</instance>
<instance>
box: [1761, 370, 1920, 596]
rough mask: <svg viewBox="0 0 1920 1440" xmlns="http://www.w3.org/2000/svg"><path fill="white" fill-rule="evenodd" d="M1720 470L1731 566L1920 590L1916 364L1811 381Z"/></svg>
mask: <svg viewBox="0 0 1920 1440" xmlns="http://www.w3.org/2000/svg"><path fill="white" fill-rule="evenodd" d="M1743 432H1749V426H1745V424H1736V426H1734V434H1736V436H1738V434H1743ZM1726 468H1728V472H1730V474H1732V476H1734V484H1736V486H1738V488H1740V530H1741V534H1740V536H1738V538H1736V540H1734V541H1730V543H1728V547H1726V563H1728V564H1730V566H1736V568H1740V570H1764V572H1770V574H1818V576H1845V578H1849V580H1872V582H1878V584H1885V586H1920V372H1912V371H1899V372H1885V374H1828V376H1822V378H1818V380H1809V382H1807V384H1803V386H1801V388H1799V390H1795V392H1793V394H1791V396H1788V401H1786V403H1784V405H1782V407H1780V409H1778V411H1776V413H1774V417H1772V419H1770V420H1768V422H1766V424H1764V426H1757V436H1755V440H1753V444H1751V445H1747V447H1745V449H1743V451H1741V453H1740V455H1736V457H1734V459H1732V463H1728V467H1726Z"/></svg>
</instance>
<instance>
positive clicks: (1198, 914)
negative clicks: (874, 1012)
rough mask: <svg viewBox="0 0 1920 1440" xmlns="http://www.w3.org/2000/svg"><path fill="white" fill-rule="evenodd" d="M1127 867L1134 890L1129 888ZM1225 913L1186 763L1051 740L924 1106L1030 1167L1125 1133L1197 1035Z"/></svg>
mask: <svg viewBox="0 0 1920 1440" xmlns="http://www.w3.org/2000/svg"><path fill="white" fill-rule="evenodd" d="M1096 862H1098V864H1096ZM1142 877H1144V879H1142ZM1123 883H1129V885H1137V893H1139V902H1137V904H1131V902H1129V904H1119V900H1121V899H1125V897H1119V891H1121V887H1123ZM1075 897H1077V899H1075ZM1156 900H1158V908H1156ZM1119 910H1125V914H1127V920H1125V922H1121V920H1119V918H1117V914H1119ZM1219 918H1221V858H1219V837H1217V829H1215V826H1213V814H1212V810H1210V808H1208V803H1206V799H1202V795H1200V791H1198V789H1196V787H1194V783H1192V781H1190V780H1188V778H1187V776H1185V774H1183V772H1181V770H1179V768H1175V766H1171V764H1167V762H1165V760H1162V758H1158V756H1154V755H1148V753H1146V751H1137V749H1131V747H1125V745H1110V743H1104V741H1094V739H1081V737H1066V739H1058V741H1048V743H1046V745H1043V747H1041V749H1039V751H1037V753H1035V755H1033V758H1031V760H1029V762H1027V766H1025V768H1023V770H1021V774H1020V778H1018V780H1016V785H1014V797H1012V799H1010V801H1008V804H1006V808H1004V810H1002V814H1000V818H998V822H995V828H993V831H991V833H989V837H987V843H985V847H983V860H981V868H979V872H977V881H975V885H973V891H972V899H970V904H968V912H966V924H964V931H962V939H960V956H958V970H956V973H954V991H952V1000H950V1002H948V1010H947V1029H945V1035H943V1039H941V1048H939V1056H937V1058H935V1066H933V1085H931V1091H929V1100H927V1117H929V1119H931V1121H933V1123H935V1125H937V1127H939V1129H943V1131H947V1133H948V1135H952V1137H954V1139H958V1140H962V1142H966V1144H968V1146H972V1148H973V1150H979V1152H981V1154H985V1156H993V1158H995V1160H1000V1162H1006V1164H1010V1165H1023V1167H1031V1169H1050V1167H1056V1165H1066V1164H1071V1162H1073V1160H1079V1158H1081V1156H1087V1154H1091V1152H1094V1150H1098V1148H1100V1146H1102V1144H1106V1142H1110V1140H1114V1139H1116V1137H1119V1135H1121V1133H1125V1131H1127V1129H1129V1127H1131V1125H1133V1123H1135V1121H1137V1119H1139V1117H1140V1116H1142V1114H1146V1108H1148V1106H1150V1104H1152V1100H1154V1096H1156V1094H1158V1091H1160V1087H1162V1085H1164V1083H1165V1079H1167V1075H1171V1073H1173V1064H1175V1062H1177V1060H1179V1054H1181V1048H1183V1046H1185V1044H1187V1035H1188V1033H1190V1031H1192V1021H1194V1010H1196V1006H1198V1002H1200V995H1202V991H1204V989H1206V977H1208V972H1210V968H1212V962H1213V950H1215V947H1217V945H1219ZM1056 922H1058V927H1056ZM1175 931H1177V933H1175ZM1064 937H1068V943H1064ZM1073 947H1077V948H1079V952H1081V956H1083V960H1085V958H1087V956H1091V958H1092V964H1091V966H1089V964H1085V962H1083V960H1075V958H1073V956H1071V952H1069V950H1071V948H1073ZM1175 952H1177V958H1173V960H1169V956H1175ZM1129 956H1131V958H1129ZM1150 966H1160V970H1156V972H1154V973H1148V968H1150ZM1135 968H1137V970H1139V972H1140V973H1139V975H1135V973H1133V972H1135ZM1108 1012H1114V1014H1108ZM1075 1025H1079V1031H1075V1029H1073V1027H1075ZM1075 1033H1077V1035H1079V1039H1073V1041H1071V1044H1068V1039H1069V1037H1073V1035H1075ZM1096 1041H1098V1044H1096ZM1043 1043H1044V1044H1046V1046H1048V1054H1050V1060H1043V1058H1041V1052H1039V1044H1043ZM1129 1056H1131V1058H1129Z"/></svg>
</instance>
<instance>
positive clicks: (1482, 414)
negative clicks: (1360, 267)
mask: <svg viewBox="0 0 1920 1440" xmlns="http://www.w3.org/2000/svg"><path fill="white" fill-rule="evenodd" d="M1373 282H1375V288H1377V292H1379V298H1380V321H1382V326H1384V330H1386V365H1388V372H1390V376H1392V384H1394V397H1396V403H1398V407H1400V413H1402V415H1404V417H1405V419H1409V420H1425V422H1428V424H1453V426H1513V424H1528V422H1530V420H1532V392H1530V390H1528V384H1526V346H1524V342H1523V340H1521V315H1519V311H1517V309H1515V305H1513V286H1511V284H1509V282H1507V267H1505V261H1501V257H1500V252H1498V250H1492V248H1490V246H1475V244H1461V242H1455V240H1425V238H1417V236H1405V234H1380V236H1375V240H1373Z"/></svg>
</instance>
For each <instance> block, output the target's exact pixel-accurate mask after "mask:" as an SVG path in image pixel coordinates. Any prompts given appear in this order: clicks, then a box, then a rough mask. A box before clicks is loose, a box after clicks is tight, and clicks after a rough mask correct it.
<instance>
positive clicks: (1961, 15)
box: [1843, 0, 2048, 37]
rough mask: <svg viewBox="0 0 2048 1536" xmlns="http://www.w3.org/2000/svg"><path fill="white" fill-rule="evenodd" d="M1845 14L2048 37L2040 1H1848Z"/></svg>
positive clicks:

**********

From the data above, show each line that contains "positive".

■ Finished task ■
positive clicks: (1198, 914)
positive clicks: (1482, 414)
positive clicks: (1961, 15)
positive clicks:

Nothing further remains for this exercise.